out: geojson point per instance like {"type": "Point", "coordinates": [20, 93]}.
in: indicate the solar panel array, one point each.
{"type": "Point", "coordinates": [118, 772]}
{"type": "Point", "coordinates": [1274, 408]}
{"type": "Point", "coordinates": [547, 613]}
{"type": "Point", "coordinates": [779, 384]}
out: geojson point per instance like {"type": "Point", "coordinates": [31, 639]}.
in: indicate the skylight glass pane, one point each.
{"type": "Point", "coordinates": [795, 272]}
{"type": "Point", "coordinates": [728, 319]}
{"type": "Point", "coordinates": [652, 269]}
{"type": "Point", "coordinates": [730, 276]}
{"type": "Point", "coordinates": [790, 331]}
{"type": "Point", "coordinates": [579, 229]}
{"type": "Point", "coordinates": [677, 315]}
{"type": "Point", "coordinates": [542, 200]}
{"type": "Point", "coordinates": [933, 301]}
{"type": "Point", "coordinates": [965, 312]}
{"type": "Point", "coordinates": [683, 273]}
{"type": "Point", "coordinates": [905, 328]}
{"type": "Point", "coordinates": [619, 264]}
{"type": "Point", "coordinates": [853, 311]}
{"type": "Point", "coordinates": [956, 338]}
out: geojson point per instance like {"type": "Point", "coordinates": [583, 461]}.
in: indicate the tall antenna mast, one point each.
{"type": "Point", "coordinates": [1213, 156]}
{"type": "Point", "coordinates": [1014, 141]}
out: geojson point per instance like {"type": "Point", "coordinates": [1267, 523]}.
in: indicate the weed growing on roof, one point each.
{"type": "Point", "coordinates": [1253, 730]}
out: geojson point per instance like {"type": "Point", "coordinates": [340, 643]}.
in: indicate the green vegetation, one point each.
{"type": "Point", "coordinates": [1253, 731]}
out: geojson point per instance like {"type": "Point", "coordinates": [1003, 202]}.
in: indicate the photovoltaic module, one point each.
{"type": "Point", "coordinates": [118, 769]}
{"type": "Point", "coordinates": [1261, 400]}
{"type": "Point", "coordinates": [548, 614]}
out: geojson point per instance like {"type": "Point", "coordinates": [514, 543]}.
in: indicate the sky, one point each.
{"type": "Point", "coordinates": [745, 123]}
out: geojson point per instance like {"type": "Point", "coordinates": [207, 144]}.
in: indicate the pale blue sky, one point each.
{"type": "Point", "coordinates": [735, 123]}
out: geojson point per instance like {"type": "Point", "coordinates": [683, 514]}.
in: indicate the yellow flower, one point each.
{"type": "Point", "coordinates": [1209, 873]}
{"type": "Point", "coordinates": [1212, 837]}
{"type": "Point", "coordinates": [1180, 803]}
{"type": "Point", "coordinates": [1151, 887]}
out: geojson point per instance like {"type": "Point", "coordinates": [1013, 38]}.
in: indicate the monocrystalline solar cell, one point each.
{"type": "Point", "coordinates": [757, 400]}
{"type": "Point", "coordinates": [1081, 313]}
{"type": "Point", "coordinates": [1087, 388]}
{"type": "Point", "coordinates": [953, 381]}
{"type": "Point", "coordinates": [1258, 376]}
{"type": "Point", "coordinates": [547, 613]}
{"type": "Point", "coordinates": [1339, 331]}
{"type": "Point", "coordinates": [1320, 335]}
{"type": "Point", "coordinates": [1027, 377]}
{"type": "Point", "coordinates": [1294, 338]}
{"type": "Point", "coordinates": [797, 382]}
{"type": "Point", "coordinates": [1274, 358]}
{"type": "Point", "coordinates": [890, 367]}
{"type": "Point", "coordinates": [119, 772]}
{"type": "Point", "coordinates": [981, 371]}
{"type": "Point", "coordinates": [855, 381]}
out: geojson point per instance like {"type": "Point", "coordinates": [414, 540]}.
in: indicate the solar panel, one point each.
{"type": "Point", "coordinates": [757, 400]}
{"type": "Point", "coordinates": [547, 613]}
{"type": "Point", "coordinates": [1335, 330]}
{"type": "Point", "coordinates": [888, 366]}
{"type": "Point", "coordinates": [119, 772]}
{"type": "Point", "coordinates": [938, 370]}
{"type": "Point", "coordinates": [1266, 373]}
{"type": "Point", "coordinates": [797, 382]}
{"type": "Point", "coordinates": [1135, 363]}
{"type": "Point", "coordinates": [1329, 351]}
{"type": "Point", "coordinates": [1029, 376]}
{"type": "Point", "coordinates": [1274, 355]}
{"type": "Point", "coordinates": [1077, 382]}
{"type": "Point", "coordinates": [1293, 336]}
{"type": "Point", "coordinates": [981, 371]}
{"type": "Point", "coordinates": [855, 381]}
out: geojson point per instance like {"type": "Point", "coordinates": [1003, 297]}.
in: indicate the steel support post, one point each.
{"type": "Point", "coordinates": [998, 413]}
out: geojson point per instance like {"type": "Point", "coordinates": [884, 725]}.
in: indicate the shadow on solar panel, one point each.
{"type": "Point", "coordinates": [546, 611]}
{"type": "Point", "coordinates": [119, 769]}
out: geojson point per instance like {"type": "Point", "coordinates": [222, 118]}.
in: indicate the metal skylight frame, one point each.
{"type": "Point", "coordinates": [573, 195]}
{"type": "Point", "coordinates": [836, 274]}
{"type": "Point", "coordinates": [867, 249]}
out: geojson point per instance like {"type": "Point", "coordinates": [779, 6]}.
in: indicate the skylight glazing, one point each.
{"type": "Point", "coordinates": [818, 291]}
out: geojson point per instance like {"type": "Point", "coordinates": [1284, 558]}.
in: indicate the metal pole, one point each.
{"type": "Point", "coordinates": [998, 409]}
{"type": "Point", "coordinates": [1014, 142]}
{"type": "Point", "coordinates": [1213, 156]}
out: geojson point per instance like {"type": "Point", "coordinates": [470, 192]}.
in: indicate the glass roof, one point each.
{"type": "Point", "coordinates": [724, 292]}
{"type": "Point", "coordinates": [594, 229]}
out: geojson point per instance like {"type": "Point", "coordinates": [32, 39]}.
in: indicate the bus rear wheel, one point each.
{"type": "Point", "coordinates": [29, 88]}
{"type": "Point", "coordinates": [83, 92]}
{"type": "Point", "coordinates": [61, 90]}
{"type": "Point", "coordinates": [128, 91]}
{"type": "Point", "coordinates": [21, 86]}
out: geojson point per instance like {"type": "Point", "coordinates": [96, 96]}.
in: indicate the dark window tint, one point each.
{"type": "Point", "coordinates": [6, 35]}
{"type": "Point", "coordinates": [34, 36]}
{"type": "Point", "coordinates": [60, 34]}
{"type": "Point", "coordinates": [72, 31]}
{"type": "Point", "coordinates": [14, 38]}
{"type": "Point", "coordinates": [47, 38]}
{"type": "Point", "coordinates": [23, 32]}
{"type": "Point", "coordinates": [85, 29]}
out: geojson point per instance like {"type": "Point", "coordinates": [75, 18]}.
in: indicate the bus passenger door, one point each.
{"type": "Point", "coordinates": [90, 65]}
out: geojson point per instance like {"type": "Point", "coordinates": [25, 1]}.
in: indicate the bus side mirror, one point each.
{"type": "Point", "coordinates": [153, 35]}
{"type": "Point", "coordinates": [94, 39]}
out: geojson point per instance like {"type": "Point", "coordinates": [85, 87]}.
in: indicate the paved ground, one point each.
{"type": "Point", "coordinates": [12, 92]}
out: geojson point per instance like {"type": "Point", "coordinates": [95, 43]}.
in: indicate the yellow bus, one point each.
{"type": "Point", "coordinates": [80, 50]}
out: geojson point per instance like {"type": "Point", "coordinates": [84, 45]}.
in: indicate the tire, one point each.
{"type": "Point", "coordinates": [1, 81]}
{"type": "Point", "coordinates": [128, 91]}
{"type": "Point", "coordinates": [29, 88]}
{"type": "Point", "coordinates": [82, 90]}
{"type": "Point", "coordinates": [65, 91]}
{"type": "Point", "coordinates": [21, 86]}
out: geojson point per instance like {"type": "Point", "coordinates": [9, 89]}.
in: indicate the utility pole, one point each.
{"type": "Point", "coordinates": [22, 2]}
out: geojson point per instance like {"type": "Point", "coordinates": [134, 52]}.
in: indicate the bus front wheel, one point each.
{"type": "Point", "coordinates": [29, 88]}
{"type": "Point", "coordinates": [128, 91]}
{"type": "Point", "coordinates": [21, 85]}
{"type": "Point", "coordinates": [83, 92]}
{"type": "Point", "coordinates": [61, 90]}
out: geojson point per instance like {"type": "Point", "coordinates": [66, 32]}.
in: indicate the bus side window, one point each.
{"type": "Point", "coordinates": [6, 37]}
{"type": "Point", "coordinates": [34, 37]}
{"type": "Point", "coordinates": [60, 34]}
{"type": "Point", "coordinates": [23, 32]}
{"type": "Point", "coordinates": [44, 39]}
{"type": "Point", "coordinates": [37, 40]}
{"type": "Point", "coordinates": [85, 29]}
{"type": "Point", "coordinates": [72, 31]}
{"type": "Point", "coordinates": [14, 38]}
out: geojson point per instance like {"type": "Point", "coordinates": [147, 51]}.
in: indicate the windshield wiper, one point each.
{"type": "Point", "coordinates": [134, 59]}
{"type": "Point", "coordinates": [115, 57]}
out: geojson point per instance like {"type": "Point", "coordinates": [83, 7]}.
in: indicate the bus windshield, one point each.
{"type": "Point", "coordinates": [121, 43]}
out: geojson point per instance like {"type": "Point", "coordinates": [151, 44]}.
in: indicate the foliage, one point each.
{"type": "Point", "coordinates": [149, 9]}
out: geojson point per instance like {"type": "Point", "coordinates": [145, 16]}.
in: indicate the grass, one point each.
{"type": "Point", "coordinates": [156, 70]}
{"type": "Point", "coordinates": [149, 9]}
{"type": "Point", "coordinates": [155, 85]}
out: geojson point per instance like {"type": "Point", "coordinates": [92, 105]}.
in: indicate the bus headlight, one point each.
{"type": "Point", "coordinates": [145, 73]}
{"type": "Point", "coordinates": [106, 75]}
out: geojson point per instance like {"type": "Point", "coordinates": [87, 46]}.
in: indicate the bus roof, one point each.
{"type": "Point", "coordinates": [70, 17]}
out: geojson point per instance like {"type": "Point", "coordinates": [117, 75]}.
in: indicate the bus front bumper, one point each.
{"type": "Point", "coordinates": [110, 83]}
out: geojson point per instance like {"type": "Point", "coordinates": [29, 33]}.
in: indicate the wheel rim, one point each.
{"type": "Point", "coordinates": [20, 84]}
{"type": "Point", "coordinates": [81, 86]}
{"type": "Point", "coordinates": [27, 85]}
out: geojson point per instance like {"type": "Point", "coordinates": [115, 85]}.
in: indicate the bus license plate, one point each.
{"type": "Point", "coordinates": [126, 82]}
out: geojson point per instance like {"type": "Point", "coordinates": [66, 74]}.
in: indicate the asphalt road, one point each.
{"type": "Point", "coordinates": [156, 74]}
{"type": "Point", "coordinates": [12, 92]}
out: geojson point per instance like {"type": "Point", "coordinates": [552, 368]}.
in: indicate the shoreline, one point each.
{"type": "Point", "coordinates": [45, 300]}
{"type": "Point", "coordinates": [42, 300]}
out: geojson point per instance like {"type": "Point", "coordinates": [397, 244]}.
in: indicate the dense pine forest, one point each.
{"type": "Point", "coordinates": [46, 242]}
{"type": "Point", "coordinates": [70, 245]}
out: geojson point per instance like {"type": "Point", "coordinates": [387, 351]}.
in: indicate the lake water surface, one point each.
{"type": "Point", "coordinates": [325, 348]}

────────────────────────────────────────

■ CONSIGNES: Comptez les lignes de la liste ci-dessus où figure le mot « side », puis indiquez seulement leur nombre.

■ CORRIGÉ: 2